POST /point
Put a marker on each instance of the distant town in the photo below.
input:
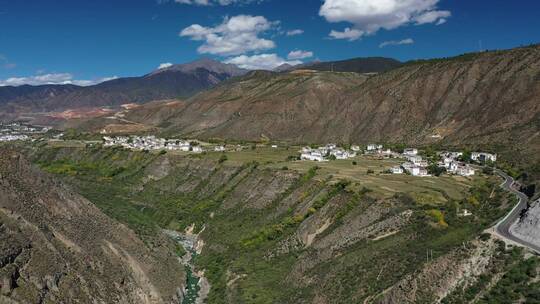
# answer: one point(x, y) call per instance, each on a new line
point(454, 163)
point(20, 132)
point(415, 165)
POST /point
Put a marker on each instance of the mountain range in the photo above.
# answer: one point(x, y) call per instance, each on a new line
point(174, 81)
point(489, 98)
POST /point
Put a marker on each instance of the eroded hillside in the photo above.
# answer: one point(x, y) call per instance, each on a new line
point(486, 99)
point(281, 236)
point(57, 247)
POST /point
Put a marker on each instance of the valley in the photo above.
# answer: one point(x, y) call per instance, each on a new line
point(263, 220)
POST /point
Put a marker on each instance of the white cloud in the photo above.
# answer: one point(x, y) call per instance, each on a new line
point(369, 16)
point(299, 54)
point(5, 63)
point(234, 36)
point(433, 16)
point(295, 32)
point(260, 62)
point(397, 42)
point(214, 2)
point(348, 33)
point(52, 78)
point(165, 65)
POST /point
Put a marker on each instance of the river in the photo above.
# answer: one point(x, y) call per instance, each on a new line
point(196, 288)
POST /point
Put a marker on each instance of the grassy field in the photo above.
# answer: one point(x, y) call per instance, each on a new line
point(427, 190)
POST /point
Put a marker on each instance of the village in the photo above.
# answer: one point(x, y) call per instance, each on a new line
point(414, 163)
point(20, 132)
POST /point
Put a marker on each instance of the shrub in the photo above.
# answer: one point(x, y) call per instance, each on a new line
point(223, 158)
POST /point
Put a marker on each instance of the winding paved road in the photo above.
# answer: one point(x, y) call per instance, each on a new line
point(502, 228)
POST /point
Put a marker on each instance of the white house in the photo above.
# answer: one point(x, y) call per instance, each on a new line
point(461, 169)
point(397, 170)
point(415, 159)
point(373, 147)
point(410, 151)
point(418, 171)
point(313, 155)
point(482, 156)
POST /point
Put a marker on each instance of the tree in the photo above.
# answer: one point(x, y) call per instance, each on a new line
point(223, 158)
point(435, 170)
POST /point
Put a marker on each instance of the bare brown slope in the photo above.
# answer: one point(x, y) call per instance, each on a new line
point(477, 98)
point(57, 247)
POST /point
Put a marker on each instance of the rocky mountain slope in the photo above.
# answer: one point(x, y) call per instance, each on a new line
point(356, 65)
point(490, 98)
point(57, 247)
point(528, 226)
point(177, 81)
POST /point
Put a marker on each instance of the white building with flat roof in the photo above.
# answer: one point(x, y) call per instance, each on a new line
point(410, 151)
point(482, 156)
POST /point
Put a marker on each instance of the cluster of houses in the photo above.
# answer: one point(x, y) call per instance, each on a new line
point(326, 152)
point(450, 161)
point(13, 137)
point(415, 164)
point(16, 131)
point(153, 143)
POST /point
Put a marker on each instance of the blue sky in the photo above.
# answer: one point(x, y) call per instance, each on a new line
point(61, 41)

==

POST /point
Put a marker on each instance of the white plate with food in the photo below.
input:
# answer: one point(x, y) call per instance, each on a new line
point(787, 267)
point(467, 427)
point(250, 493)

> AIM OF THE TASK: Pull out every line in the rows above that contains the word "below", and copy each of those lines in full.

> FULL OUTPUT:
Put a marker on each instance of the distant town in the photo below.
Put a marker on each instance of the white plate with food in the photo below.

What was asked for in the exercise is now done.